EXERCISE REQUIREMENTS:
Your answer should repeat every line of the records below in which the word "fringed" appears.

Photo-based referring expression data:

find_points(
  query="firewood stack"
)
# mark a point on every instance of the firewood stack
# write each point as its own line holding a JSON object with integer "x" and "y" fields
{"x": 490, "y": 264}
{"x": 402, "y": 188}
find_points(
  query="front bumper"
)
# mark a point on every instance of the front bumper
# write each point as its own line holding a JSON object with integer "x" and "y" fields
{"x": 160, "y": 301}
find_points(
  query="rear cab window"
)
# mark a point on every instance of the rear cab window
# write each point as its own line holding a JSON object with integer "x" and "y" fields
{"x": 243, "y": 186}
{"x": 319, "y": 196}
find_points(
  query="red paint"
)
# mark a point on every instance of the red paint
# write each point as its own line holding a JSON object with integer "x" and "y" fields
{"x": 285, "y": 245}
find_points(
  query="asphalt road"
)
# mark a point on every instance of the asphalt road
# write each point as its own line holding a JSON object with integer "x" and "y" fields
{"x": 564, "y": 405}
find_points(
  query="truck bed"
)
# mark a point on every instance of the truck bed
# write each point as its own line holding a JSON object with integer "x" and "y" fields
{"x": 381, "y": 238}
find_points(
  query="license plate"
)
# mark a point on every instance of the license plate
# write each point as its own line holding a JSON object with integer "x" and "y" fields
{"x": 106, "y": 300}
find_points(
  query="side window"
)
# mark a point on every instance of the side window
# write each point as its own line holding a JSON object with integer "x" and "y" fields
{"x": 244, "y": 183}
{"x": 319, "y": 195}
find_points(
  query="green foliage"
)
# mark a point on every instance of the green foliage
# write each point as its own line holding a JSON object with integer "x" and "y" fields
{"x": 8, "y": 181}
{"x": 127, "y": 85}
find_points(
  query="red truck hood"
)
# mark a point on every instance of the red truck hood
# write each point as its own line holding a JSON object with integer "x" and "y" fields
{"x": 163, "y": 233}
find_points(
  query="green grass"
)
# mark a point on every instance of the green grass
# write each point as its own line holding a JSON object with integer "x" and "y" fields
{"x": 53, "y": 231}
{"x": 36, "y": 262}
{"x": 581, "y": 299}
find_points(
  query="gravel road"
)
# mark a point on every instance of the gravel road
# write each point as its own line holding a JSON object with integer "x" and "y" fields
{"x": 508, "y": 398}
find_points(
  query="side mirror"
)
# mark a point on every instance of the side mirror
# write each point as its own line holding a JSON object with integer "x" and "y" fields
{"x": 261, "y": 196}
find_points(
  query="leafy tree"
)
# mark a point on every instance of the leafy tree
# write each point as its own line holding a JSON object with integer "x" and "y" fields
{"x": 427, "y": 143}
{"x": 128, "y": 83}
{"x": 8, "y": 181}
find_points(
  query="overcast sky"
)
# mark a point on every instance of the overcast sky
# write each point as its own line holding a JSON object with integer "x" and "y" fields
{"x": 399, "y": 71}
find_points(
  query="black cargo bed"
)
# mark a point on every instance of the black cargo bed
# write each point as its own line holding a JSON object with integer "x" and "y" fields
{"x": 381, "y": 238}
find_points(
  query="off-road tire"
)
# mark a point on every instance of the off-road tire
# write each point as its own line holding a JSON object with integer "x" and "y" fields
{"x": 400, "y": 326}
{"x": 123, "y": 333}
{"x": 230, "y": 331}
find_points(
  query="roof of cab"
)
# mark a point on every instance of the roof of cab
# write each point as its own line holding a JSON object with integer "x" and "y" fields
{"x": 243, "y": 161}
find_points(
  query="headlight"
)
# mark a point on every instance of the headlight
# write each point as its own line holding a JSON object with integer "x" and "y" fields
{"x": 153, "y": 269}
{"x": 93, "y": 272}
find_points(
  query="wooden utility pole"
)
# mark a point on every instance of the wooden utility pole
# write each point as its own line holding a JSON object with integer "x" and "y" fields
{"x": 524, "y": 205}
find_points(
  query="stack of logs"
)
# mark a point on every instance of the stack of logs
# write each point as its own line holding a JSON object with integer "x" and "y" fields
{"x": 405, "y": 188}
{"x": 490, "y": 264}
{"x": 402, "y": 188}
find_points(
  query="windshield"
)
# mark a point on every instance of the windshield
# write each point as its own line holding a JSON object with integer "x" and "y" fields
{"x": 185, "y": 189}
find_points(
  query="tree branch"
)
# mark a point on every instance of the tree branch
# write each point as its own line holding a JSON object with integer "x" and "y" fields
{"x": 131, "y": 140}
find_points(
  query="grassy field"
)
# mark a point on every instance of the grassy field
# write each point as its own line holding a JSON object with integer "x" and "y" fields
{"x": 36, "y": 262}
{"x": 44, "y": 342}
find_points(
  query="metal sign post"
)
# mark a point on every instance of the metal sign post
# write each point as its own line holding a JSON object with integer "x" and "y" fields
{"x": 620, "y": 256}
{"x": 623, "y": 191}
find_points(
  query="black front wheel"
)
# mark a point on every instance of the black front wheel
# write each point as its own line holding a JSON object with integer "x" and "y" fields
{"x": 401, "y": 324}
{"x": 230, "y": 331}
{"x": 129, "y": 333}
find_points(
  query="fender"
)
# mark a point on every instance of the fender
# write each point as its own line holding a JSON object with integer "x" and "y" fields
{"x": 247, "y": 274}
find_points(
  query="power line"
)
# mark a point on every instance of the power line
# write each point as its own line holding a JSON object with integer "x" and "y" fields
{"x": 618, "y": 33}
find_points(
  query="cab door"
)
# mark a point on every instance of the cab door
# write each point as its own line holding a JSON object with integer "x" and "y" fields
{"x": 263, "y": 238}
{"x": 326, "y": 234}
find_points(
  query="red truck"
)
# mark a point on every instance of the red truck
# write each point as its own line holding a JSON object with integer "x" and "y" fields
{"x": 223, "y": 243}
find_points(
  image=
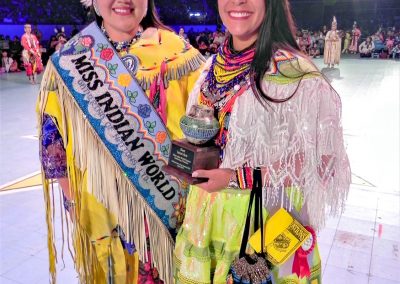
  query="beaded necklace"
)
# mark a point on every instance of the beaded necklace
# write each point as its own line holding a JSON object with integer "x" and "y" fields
{"x": 121, "y": 46}
{"x": 227, "y": 79}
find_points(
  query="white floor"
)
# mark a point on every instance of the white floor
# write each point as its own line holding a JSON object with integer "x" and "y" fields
{"x": 361, "y": 246}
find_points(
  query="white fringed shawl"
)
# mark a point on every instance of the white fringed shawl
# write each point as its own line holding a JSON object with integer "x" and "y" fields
{"x": 306, "y": 126}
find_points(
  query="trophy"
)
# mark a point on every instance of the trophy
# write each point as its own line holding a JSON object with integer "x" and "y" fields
{"x": 197, "y": 151}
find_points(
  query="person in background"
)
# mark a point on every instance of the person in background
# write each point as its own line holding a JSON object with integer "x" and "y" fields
{"x": 366, "y": 48}
{"x": 314, "y": 51}
{"x": 347, "y": 41}
{"x": 182, "y": 33}
{"x": 332, "y": 46}
{"x": 355, "y": 37}
{"x": 8, "y": 63}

OUTPUT BELOW:
  query="white fringed shawl"
# mark a point on every instance of the white fringed shawl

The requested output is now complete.